◆ **Input for this task**:
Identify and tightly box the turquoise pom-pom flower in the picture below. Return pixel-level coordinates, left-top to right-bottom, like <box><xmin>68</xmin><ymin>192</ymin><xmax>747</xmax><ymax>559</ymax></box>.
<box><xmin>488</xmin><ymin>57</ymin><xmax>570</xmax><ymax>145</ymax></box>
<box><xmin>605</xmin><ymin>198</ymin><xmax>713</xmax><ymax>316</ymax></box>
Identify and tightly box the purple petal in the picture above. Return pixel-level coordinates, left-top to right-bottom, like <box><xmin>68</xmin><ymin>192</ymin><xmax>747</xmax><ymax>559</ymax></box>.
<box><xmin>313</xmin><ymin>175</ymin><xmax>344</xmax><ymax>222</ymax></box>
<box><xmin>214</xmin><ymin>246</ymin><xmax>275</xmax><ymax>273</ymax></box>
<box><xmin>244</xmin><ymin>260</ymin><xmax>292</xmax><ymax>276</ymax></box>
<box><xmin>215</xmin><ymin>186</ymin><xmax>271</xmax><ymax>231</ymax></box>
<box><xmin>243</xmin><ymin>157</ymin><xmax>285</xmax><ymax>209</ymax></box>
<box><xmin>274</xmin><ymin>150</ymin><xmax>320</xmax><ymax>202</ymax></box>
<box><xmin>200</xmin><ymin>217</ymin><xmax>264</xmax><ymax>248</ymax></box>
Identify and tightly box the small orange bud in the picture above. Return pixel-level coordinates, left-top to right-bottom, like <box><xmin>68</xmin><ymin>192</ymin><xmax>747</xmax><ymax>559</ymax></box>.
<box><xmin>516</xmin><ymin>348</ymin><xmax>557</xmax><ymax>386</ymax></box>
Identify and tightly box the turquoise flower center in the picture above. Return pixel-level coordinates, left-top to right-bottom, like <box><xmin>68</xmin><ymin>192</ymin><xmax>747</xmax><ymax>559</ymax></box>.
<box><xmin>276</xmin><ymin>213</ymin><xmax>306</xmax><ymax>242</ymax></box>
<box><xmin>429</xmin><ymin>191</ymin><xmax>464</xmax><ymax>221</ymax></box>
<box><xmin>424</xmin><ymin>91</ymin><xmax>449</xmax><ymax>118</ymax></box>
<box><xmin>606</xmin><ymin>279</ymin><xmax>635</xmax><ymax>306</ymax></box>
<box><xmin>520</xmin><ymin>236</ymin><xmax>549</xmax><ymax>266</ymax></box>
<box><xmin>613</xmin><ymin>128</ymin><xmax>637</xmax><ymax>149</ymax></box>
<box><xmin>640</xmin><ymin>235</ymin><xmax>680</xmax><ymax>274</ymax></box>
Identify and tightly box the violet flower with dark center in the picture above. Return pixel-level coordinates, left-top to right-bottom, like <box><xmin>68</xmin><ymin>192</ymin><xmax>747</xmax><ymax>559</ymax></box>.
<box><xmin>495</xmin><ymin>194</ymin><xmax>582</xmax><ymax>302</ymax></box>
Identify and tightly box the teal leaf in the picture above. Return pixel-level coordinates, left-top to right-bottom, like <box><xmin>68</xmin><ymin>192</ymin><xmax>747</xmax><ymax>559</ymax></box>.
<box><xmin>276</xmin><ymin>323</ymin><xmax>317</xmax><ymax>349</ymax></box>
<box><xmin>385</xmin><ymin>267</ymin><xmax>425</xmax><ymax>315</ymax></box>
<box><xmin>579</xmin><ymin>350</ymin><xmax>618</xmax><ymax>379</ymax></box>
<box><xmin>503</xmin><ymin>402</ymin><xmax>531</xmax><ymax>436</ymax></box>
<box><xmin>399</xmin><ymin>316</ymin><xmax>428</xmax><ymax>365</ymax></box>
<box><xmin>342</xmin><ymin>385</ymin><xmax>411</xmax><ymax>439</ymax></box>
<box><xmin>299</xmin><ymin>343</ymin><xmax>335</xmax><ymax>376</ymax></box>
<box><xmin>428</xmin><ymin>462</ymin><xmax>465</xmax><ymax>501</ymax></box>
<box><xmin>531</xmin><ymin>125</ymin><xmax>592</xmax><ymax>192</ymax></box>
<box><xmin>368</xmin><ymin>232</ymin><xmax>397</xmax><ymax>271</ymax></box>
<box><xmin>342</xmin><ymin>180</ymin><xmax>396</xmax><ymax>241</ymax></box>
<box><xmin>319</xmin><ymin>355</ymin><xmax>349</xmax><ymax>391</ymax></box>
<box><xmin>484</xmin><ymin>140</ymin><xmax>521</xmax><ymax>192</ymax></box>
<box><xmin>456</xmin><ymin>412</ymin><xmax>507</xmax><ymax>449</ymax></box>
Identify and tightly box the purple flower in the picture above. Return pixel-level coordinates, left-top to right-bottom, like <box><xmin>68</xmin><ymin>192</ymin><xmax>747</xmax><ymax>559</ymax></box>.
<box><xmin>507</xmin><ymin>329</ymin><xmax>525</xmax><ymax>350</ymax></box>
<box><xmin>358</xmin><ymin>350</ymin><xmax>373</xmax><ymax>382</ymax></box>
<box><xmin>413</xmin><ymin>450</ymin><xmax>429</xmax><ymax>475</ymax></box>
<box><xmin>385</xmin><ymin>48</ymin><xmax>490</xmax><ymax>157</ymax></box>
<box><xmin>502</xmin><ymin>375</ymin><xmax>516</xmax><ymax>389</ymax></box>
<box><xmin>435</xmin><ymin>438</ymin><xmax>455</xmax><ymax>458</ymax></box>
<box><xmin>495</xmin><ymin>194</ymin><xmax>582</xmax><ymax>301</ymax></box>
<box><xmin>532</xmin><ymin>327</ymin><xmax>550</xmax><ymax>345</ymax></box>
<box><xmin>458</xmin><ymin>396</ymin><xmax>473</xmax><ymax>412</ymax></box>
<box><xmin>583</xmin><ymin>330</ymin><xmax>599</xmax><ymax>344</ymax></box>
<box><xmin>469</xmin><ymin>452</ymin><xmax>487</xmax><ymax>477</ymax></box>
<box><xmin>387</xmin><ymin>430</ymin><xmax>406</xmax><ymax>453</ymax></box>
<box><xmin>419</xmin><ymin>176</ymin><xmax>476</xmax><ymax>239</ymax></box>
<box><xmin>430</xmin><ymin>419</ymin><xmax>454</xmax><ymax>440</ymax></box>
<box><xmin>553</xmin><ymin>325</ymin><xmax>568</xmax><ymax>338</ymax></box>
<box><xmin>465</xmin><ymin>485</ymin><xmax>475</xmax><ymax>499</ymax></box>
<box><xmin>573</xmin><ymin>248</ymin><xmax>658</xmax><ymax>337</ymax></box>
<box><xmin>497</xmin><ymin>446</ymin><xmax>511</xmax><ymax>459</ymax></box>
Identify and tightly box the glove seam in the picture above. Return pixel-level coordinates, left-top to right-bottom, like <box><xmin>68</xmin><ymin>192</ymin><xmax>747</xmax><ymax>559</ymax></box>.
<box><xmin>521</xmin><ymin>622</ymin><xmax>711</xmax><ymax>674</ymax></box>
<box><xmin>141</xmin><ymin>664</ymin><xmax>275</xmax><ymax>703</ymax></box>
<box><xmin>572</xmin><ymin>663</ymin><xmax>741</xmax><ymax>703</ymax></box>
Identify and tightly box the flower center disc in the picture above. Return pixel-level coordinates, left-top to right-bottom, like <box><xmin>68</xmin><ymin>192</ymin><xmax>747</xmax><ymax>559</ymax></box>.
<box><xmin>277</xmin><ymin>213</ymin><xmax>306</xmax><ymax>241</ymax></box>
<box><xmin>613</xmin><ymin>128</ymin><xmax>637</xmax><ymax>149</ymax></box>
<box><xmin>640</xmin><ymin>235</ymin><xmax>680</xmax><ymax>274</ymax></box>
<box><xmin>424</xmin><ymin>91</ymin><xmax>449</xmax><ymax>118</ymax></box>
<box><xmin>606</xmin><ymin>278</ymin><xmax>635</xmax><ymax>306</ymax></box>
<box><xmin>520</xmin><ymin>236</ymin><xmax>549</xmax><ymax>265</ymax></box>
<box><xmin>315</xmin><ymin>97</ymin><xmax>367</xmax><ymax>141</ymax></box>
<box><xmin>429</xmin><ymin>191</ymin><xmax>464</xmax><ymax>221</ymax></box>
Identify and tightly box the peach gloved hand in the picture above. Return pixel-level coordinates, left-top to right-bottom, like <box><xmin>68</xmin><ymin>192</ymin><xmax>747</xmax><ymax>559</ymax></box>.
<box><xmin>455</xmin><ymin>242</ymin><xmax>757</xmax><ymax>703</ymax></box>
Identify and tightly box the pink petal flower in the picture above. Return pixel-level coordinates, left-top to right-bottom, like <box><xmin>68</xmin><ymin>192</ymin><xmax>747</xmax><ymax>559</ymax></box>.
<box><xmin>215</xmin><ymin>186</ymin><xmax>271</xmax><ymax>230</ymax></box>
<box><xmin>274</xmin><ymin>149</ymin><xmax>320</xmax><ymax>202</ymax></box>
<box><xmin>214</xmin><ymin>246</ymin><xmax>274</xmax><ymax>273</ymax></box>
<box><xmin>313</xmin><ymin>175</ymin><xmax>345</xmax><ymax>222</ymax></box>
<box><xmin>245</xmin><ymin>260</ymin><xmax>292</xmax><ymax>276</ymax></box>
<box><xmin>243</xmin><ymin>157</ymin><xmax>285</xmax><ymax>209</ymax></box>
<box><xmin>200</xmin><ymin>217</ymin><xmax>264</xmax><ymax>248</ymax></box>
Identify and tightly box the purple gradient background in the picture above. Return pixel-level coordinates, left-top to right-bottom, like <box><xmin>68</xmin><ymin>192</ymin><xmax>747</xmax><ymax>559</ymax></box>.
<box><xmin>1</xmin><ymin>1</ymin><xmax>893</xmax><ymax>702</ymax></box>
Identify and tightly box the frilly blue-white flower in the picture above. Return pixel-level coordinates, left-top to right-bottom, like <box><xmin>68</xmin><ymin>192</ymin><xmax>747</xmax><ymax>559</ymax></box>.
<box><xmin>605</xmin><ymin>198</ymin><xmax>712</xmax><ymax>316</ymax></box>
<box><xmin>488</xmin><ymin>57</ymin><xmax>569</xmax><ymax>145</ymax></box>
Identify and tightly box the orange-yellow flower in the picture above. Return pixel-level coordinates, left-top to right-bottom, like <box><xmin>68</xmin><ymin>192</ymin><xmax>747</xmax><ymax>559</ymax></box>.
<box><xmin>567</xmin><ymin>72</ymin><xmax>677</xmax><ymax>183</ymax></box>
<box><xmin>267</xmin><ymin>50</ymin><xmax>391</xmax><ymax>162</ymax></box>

◆ **Exercise**: The line containing "Identify and tightly box the orange-yellow" and all lines after it, through the end of the entries above, are to be returned exactly and alone.

◆ **Result of the exercise**:
Identify and tightly box the orange-yellow flower in the picture above. Return pixel-level coordinates, left-top to right-bottom, like <box><xmin>68</xmin><ymin>192</ymin><xmax>747</xmax><ymax>559</ymax></box>.
<box><xmin>567</xmin><ymin>72</ymin><xmax>677</xmax><ymax>183</ymax></box>
<box><xmin>267</xmin><ymin>50</ymin><xmax>391</xmax><ymax>162</ymax></box>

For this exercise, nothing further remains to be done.